**EXERCISE**
Write the listing out again word for word. Pictures do not belong in the copy.

** Opening ENTRIES SHOWN block **

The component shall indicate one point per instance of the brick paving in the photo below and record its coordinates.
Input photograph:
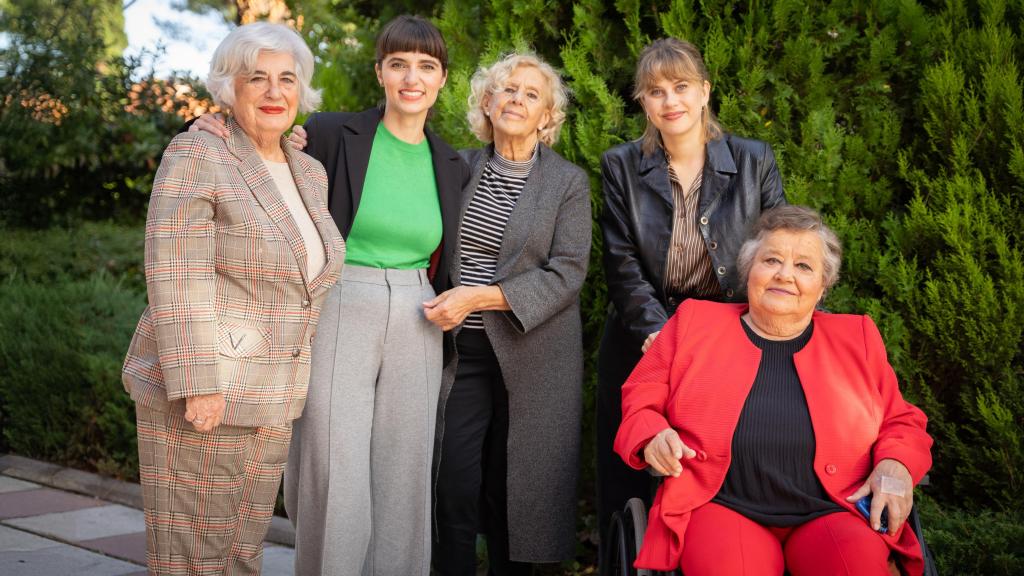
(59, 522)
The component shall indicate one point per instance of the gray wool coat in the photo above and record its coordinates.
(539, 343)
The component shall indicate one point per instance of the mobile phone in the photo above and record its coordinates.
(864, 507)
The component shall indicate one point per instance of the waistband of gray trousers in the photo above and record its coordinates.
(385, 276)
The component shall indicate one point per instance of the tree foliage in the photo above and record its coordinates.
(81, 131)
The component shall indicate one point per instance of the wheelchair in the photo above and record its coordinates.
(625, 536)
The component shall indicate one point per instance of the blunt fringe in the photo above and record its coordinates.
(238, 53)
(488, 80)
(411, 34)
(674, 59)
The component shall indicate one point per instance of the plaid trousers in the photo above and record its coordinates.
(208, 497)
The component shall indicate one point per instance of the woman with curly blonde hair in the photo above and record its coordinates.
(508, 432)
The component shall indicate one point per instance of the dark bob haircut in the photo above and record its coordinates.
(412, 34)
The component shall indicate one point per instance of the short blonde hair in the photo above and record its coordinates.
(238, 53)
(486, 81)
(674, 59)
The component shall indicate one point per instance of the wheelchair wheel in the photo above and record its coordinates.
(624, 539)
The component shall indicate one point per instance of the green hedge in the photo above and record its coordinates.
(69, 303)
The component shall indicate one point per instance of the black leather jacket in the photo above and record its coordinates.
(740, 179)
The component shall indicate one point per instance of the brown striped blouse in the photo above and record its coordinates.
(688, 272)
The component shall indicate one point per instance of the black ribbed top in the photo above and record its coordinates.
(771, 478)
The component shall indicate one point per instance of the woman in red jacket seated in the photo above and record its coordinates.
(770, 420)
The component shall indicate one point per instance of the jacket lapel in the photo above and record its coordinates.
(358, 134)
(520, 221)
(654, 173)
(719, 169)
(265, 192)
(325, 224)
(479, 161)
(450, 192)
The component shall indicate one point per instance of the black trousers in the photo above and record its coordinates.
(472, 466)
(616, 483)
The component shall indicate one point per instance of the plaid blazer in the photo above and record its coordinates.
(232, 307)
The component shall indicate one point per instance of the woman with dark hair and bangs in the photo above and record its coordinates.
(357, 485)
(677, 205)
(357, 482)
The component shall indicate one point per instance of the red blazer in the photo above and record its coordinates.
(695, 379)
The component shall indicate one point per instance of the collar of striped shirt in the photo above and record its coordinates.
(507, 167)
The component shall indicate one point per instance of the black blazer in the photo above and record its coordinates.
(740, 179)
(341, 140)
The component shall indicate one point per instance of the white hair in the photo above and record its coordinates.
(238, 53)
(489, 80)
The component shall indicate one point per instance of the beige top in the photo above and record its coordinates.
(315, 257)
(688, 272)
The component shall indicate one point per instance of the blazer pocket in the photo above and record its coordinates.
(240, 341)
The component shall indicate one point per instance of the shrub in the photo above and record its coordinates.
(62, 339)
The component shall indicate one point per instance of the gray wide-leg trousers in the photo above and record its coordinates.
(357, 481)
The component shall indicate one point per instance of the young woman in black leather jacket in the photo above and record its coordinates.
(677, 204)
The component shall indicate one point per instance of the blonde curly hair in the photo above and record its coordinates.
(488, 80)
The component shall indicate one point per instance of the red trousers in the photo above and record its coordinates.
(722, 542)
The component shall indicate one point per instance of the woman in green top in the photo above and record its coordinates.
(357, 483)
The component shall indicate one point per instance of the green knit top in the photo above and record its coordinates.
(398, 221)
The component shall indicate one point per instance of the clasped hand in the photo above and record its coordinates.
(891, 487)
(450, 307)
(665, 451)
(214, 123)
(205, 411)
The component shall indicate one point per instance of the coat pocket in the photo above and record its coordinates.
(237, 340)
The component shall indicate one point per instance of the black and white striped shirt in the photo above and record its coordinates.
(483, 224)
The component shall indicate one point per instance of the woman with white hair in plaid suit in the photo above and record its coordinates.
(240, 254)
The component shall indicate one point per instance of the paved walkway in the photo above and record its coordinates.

** Closing ENTRIES SHOWN block **

**FINAL ANSWER**
The component shall indicate one point per instance of the brick paving in the photo below and record its coordinates.
Input photograph:
(59, 522)
The component shall indicate one point per instance of the gray wool coat in the photo above and record its coordinates.
(539, 343)
The component shall indicate one point per instance of the mobile phone in the photo above and record its coordinates.
(864, 507)
The component shall indicate one point per instance of the waistband of gray trousers in the photo above and record its coordinates.
(385, 276)
The component shall indicate one point per instance of the tree foliage in the photo above and record its coordinates.
(81, 131)
The component shall indicate one point per instance of the wheelchair in the photo above and record its coordinates.
(625, 536)
The component shall indicate one point per instance of the blunt fringe in the photo above and record its coordinates.
(238, 53)
(488, 80)
(411, 34)
(674, 59)
The component shall indicate one point per instance of the plaid trousers in the photo above and record its coordinates.
(208, 497)
The component shall indicate one point per instance of the woman with curly blonde hair in the photo above and record its coordinates.
(508, 432)
The component shall indicate one point per instance of the dark bob haircut in the photo above and record its coordinates.
(412, 34)
The component shall indicate one point per instance of the short blonde hair in the photo above and record its coordinates.
(238, 53)
(486, 81)
(674, 59)
The component shall indicate one point per instance of the wheelchair wheel in the photo above and record its coordinates.
(624, 539)
The component shall indicate one point per instance of the green hedge in the photo above and record its coordinates.
(69, 303)
The component shall indicate one point per instance of the black leather jacket in the photo above and record its coordinates.
(740, 179)
The component shall indicate one point per instance of the brown striped blouse in the photo above and record its coordinates.
(688, 272)
The component shall indicate one point per instance of the black ribbed top in the photo above and record its coordinates.
(771, 478)
The component shall indicate one point per instance of the woman in red jacket seated in the photo above and record its coordinates.
(770, 420)
The component shall indicate one point per instance of the jacket lapel in the photo above and record its coordinates.
(358, 134)
(520, 221)
(654, 173)
(719, 169)
(265, 192)
(325, 224)
(479, 161)
(450, 192)
The component shall indicate one point per instance of the black trousers in the photo above and record its coordinates.
(472, 466)
(616, 483)
The component shall indicate one point per instance of the plaid blazer in the photo above and record its coordinates.
(232, 307)
The component shall indicate one point per instance of the woman with dark hair and bangs in the photo above and record its coordinates.
(357, 485)
(677, 205)
(357, 482)
The component shall indicate one point per instance of the red blazer in the photo above and record its coordinates.
(695, 379)
The component shall indicate one point per instance of the collar of striped shirt in the photo above and record its coordinates.
(507, 167)
The component shall indicate one point per instance of the black blazer in the photo above and record its coordinates.
(740, 179)
(341, 140)
The component shall indicate one point per instance of the white hair in the photo above and record its coordinates.
(238, 53)
(489, 80)
The component shall indicate one point per instance of the beige top in the photo above and record its coordinates.
(315, 257)
(688, 272)
The component shall indicate one point per instance of the blazer pocket in the photo above and record its coordinates.
(240, 341)
The component shall indicate one point per instance of the shrub in the photo above and record its coordinates.
(62, 339)
The component shall indicate one point per instance of the gray wide-leg trousers in the photo above and record its coordinates.
(357, 481)
The component shall indicate one point per instance of the young woman in black leather jacket in the photo above and record its coordinates.
(677, 204)
The component shall indicate one point per instance of the blonde curly hair in the photo above and record its coordinates.
(488, 80)
The component shall indicate one point per instance of the red trousers in the photo above and record its coordinates.
(722, 542)
The component shall indicate one point per instance of the woman in green top in the photo above and record its coordinates.
(357, 483)
The component shall indicate one point per instance of the green knit top in the photo above and record its coordinates.
(398, 221)
The component shall indicate one point per instance of the clasped hand in the photo above and record its coordinates.
(891, 487)
(450, 307)
(665, 451)
(214, 123)
(205, 411)
The component shall indicate one point per instance of the coat pocket in the photo above and record its coordinates.
(237, 340)
The component shall indicate one point per instance of the black and white striped shirt in the photo above and record its coordinates.
(483, 224)
The component shall indicate one point per instance of the woman with white hair in plaid suit in the photo above and record its coordinates.
(240, 254)
The component shall indicate one point per instance of the paved walkway in the photo above and record its coordinates.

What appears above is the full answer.